BRIEF A = Quote the email reply about OS-9 memory mapping word for word. Begin at the words "IIRC, and this" and stop after "than we'ed like.".
BRIEF B = Pull out every line of the records that contains the string "tree".

On Friday 16 January 2004 14:54, John Collyer wrote:
>Again,
>
>Since this version of the emulator will require a 586
>preferably a Pentium I am assuming these block
>moves of 8k will require very little time, but I can
>see how this might effect NitrOS-9 or OS-9
>Level 2 though.  How much time does NitrOS-9
>or OS-9 Level 2 kernel spend switching MMU
>pages as opposed to getting or putting bytes
>without the MMU page being changed.
>change.
>
>John Collyer

IIRC, and this may not be correct for Nitros9 today (Boisy?), the os9 
kernel, when redoing the memory mapping, updates the whole 16 byte 
wide gime register set, including its ghost image in the direct page.  
Thats redoing 16 bytes each in 2 seperate memory areas. A bit slower 
than we'ed like.  

Once in a while, this isn't much of a problem, however doing it just 
to read a byte or int there, and then switch maps and put it "here", 
will slow it down some.  I didn't find it had an appreciable effect 
when I did "myram", megaread times averaged in the 11.5 second area 
in either case as long as the mapping was for the whole 8k block at a 
time.  The 1.79 Mhz clock was the limiting factor, and IIRC my 
version of megaread was using the 6309's register Q for the gets and 
puts.  Reverting megaread to ldd, std in the copying brought it up to 
around 13 seconds if my memory is correct.

>----- Original Message -----
From: "John Collyer" <johncollyer at zoominternet.net>
>To: <coco at maltedmedia.com>
>Sent: Friday, January 16, 2004 2:26 PM
>Subject: [Coco] 6309 microprocessor project 01-16-2004
>
>> 6309 microprocessor project.

DATA FOR THIS EXERCISE =
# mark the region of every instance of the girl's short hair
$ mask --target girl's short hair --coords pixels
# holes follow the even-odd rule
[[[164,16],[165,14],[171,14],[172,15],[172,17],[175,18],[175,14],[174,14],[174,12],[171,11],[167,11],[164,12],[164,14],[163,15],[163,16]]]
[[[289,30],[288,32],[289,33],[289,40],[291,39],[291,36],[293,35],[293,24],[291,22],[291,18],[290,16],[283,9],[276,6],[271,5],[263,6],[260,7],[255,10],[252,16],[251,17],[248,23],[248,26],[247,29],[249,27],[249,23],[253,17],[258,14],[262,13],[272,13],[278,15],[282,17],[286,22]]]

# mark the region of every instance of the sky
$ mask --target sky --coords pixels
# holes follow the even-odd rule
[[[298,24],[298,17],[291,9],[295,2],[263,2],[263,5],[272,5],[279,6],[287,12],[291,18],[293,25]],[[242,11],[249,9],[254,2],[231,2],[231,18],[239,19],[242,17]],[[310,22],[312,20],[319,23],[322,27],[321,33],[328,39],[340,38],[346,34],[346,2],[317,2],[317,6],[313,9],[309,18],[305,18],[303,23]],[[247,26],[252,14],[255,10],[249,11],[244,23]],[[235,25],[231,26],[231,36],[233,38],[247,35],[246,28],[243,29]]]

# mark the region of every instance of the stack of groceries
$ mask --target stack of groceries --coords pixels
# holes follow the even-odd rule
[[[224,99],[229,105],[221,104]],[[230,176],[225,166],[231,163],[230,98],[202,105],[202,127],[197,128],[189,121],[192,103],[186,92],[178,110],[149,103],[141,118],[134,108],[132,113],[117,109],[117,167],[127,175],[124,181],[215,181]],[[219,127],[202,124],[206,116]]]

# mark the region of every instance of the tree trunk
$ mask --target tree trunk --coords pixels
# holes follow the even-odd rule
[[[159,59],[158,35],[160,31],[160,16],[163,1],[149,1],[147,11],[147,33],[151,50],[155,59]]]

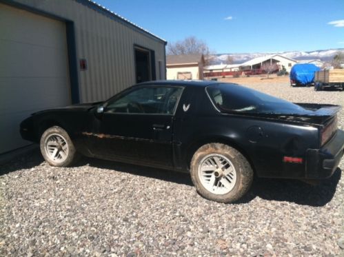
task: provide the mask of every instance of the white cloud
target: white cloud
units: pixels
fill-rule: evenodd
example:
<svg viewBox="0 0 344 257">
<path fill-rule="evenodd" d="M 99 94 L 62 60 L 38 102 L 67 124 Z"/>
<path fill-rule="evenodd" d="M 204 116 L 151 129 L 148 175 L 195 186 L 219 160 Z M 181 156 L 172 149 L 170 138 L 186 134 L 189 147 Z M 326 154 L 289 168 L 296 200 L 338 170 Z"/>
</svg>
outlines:
<svg viewBox="0 0 344 257">
<path fill-rule="evenodd" d="M 333 25 L 334 27 L 344 27 L 344 19 L 330 21 L 327 24 Z"/>
</svg>

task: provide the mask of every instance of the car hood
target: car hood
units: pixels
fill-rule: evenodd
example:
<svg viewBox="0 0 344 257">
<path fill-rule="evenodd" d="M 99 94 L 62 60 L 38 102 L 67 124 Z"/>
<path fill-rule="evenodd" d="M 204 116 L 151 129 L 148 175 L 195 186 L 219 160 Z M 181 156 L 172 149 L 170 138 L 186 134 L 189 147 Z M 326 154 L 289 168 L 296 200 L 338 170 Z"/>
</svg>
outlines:
<svg viewBox="0 0 344 257">
<path fill-rule="evenodd" d="M 94 106 L 101 104 L 103 102 L 94 102 L 94 103 L 78 103 L 75 105 L 71 105 L 65 107 L 58 107 L 55 108 L 50 108 L 48 110 L 43 110 L 41 111 L 36 112 L 32 113 L 31 115 L 36 115 L 41 113 L 44 113 L 47 112 L 56 112 L 56 111 L 88 111 L 89 110 L 93 108 Z"/>
</svg>

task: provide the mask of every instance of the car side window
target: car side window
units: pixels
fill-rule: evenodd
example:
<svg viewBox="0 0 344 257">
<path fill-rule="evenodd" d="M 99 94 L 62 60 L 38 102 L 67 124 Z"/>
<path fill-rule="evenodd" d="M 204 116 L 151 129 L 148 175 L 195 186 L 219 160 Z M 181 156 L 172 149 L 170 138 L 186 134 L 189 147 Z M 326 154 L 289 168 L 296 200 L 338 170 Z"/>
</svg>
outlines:
<svg viewBox="0 0 344 257">
<path fill-rule="evenodd" d="M 109 102 L 105 112 L 173 114 L 182 92 L 176 87 L 140 88 Z"/>
</svg>

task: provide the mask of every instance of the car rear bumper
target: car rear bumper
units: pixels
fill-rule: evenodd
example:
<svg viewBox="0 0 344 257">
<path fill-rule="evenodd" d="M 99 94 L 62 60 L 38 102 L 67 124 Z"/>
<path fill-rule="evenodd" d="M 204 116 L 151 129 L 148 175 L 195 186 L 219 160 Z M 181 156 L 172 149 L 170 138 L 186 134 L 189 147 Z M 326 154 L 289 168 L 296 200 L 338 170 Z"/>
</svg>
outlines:
<svg viewBox="0 0 344 257">
<path fill-rule="evenodd" d="M 332 176 L 343 153 L 344 132 L 338 130 L 334 136 L 320 150 L 307 150 L 306 178 L 323 179 Z"/>
</svg>

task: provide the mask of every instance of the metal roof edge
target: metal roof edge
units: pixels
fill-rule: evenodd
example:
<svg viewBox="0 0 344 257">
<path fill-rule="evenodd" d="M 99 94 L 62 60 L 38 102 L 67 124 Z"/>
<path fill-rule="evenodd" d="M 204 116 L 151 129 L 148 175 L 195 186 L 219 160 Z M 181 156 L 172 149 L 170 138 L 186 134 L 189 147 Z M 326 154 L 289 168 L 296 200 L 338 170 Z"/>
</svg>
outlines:
<svg viewBox="0 0 344 257">
<path fill-rule="evenodd" d="M 107 16 L 108 17 L 112 19 L 114 19 L 117 21 L 119 21 L 121 23 L 128 26 L 129 28 L 131 28 L 138 32 L 143 33 L 144 34 L 148 35 L 154 39 L 158 39 L 159 41 L 162 41 L 165 45 L 166 45 L 168 43 L 166 40 L 161 39 L 161 37 L 149 32 L 147 30 L 145 30 L 143 28 L 140 27 L 137 24 L 134 23 L 133 22 L 112 12 L 110 9 L 108 9 L 105 7 L 101 6 L 100 4 L 96 3 L 94 1 L 92 0 L 75 0 L 75 1 L 79 3 L 83 4 L 90 8 L 92 10 L 94 10 L 95 11 L 99 12 L 99 13 L 101 13 L 102 14 Z"/>
</svg>

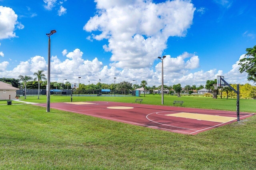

PROBLEM SOLUTION A =
IIRC, and this may not be correct for Nitros9 today (Boisy?), the os9 
kernel, when redoing the memory mapping, updates the whole 16 byte 
wide gime register set, including its ghost image in the direct page.  
Thats redoing 16 bytes each in 2 seperate memory areas. A bit slower 
than we'ed like.

PROBLEM SOLUTION B =
# mark the region of every instance of the tree trunk
$ mask --target tree trunk --coords pixels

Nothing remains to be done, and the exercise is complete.